**PROBLEM TO SOLVE**
An exact reprint of all the records is the expected answer.

**Saved entries**
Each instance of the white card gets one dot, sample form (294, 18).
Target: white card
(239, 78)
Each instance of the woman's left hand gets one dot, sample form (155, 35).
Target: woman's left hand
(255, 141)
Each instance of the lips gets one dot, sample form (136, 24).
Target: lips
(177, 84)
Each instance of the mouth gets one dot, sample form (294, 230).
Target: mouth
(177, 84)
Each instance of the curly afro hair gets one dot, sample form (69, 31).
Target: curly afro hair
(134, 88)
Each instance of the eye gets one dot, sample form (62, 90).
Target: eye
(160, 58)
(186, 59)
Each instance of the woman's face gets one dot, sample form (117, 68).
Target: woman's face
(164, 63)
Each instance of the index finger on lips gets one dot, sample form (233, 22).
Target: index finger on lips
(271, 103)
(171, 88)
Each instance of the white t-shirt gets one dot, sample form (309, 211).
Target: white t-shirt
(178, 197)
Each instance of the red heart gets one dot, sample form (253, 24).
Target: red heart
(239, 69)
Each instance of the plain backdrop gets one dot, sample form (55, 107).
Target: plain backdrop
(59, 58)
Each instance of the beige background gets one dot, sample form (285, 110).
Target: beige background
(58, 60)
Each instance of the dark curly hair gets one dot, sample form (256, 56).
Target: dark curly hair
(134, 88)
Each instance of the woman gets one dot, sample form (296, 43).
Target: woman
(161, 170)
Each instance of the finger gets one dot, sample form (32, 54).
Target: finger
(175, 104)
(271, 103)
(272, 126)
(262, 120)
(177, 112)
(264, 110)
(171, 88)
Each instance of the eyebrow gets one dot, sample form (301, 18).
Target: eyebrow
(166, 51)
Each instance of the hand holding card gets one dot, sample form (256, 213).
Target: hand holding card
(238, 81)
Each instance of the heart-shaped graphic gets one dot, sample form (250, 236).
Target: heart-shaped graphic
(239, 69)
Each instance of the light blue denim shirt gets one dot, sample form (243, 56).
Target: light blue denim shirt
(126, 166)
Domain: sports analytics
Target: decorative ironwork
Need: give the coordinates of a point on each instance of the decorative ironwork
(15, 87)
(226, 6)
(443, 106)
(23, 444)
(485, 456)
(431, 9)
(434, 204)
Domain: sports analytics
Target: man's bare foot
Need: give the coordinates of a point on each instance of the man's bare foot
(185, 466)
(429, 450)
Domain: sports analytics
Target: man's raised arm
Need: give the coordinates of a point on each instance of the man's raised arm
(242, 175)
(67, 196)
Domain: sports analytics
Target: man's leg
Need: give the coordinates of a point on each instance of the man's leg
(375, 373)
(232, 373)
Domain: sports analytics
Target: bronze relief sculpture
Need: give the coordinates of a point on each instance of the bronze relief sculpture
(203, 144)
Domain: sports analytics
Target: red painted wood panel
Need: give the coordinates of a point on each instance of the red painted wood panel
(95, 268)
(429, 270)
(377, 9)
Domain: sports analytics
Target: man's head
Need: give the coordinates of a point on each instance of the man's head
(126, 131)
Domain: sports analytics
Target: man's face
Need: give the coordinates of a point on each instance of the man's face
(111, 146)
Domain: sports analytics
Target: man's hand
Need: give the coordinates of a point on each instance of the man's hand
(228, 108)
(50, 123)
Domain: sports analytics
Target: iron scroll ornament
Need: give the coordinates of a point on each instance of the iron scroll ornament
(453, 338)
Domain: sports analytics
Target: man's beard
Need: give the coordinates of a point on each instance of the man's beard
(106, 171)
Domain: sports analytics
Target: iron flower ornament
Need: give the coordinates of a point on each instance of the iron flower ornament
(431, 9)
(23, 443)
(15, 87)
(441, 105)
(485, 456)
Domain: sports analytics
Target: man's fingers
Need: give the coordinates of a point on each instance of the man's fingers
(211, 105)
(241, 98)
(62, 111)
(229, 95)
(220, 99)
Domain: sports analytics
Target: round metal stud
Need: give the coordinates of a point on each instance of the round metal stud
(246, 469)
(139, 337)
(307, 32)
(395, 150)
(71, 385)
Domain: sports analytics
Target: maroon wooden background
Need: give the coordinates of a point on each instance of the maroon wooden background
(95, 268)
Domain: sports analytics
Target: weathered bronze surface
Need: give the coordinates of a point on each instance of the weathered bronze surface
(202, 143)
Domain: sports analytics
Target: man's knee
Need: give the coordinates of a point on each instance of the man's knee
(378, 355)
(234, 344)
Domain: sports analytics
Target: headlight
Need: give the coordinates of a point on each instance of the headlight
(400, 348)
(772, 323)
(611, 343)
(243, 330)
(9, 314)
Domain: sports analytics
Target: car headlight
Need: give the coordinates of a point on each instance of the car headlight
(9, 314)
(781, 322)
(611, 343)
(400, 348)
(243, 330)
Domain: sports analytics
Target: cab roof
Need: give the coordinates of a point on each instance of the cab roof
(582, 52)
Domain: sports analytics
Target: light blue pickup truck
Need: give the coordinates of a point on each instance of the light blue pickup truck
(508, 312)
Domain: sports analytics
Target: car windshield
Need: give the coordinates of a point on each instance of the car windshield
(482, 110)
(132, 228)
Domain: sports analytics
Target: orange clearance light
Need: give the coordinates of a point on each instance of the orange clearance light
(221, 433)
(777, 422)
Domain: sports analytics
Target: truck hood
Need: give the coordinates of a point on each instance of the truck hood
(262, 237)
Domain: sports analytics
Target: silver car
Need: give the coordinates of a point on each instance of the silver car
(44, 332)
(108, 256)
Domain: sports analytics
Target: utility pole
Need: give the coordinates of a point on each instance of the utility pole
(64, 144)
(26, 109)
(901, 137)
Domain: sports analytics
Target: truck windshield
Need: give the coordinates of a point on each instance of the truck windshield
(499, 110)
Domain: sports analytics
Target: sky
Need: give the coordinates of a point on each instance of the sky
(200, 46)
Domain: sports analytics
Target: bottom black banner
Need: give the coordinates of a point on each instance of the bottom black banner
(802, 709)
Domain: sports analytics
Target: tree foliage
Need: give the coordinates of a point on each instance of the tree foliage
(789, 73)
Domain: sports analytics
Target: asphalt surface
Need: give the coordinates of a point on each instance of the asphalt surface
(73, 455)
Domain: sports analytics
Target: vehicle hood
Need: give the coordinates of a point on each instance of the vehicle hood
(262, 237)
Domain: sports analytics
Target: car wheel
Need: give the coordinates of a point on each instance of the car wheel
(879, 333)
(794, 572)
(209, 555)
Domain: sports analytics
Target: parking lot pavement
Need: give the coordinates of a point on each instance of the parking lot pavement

**RESULT FOR THIS EXERCISE**
Each instance of the white card gets one dot, sample form (294, 18).
Target: white card
(239, 78)
Each instance of the woman's left hand gets one dot, sample form (155, 35).
Target: woman's left hand
(255, 141)
Each instance of the lips gets one dot, sample form (136, 24).
Target: lips
(177, 84)
Each instance of the mouth gets one dot, sample form (294, 230).
Target: mouth
(177, 84)
Each instance of the curly afro hair gets one dot, sample form (69, 31).
Target: curly afro hair
(134, 88)
Each instance of the eye gets one dot, sample form (62, 90).
Target: eye
(160, 58)
(186, 59)
Each instance of the woman's face gets one dot, sample form (117, 68).
Target: woman's face
(164, 63)
Each instance of the index finger on lips gets one dot, sample form (233, 22).
Target: index finger on lips
(271, 103)
(171, 88)
Each instance of the white t-shirt gets one dot, sample form (309, 211).
Target: white t-shirt
(178, 197)
Each instance of the red heart gets one dot, sample form (253, 24).
Target: red heart
(239, 69)
Each instance of the plain backdrop gets one dot, sample form (55, 107).
Target: plain backdrop
(59, 58)
Each instance of the beige background gets one dot, sample form (285, 110).
Target: beige background
(58, 60)
Each instance of the dark curly hair gets one dot, sample form (256, 56).
Target: dark curly hair
(134, 88)
Each instance of the woman gets one dot, sample form (296, 43).
Target: woman
(161, 170)
Each instance of the finger gets one dot, sample form (32, 54).
Target: finger
(175, 104)
(271, 103)
(272, 126)
(262, 120)
(177, 112)
(264, 110)
(171, 88)
Each instance of the eyebrow gets one dot, sample form (301, 18).
Target: eyebrow
(166, 51)
Each instance of the hand holding card gets one dot, sample form (256, 213).
Target: hand holding card
(238, 81)
Each instance of the heart-shaped graphic gets one dot, sample form (250, 236).
Target: heart-shaped graphic
(239, 69)
Each instance of the light blue denim shirt gets one dot, sample form (243, 56).
Target: light blue denim shirt
(126, 166)
Domain: sports analytics
Target: decorative ironwork
Need: give the coordinates of a point on each instance of the decorative ironwork
(15, 87)
(226, 6)
(443, 106)
(23, 444)
(485, 456)
(431, 9)
(434, 204)
Domain: sports analytics
Target: man's bare foot
Need: give the coordinates of a point on each instance of the man's bare foot
(185, 466)
(429, 450)
Domain: sports analytics
Target: man's raised arm
Need: give the coordinates of a point on each instance of the man's raised arm
(242, 175)
(67, 196)
Domain: sports analytics
Target: man's leg
Need: give the coordinates of a point on each instance of the man's leg
(375, 373)
(232, 373)
Domain: sports analytics
Target: bronze relief sculpture
Need: give the coordinates of a point on each instance of the bronze relief sculpture
(203, 144)
Domain: sports analytics
Target: red painted wood panel
Need: give the coordinates of a point on each instance of the red painted wood panel
(95, 268)
(429, 270)
(377, 9)
Domain: sports analytics
Target: man's head
Need: give the coordinates of a point on each instance of the man's head
(126, 131)
Domain: sports analytics
Target: man's face
Need: give the coordinates of a point on each instance of the man's face
(111, 146)
Domain: sports analytics
Target: man's hand
Need: give the coordinates of a point on each instance of the man's hand
(228, 108)
(50, 123)
Domain: sports analytics
Target: iron scroll ornament
Need: give the coordinates of a point on each instance of the iron scroll ornament
(453, 338)
Domain: sports analytics
Target: man's beard
Need: give the coordinates of a point on each instance of the man's beard
(106, 171)
Domain: sports analytics
Target: iron flower ornament
Need: give the coordinates of a point on each instance of the iron flower ornament
(431, 9)
(23, 443)
(15, 87)
(441, 105)
(485, 456)
Domain: sports analytics
Target: man's fingers
Need: give the coordinates of a point on each instance of the man's fingers
(211, 105)
(241, 98)
(62, 111)
(229, 95)
(220, 99)
Domain: sports analytics
Target: round metal stud
Need: give the coordinates of a point on each instance of the round metal stud
(246, 469)
(139, 337)
(307, 32)
(395, 150)
(71, 385)
Domain: sports analytics
Target: maroon wooden background
Need: give the coordinates of a point on each instance of the maroon wooden background
(95, 268)
Domain: sports analytics
Target: weathered bronze surface
Need: give the coordinates of a point on each instance of the weathered bronze surface
(202, 143)
Domain: sports analytics
Target: man's knee
Need: give the coordinates of a point on each instance of the man's knee
(378, 355)
(234, 344)
Domain: sports analytics
Target: headlight
Need: give the coordinates of a point on each instance of the headlight
(400, 348)
(772, 323)
(611, 343)
(243, 330)
(9, 314)
Domain: sports analytics
Target: car headlight
Need: give the coordinates of a point on each instance of the car headlight
(9, 314)
(781, 322)
(611, 343)
(400, 348)
(243, 330)
Domain: sports analytics
Target: cab roof
Need: give the coordinates of a point on each instance of the cab roof
(582, 52)
Domain: sports analytics
Target: light blue pickup truck
Need: give the coordinates of a point on each instance of the light blue pickup truck
(508, 312)
Domain: sports analytics
Target: car windshield
Need: give the coordinates of a point on each instance of the car windshield
(482, 110)
(132, 228)
Domain: sports analytics
Target: orange clearance light
Need: give the coordinates of a point on each instance of the orange clearance light
(221, 433)
(777, 422)
Domain: sports analytics
Target: truck hood
Need: give the coordinates of a point on each instance of the truck hood
(262, 237)
Domain: sports analytics
Target: silver car
Need: give the coordinates of a point on each instance of the silver car
(44, 332)
(108, 256)
Domain: sports analytics
Target: utility pole
Need: give the coordinates of a point on each instance of the utility pole
(64, 144)
(26, 109)
(901, 137)
Domain: sports analytics
Target: truck windshield
Need: give the coordinates of a point on each instance of the truck windshield
(499, 110)
Domain: sports analytics
Target: sky
Need: give the coordinates of a point on each instance of the sky
(200, 46)
Domain: sports analytics
Target: bottom black banner
Need: give the coordinates of a point on each instance of the bottom black banner
(802, 709)
Domain: sports analytics
Target: tree foliage
Need: give the coordinates of a point on each instance of the tree foliage
(789, 73)
Domain: sports analytics
Target: asphalt surface
Need: give the coordinates of a point on each instance of the asphalt surface
(73, 455)
Domain: sports analytics
Target: vehicle hood
Need: give the coordinates of a point on each instance of the vehicle hood
(262, 237)
Domain: sports analytics
Target: car wheel
Need: give the coordinates of a point on each instance of the car wheel
(879, 333)
(794, 572)
(209, 555)
Domain: sports analytics
Target: parking lot pavement
Need: give the coordinates of a point on each instance of the parking lot pavement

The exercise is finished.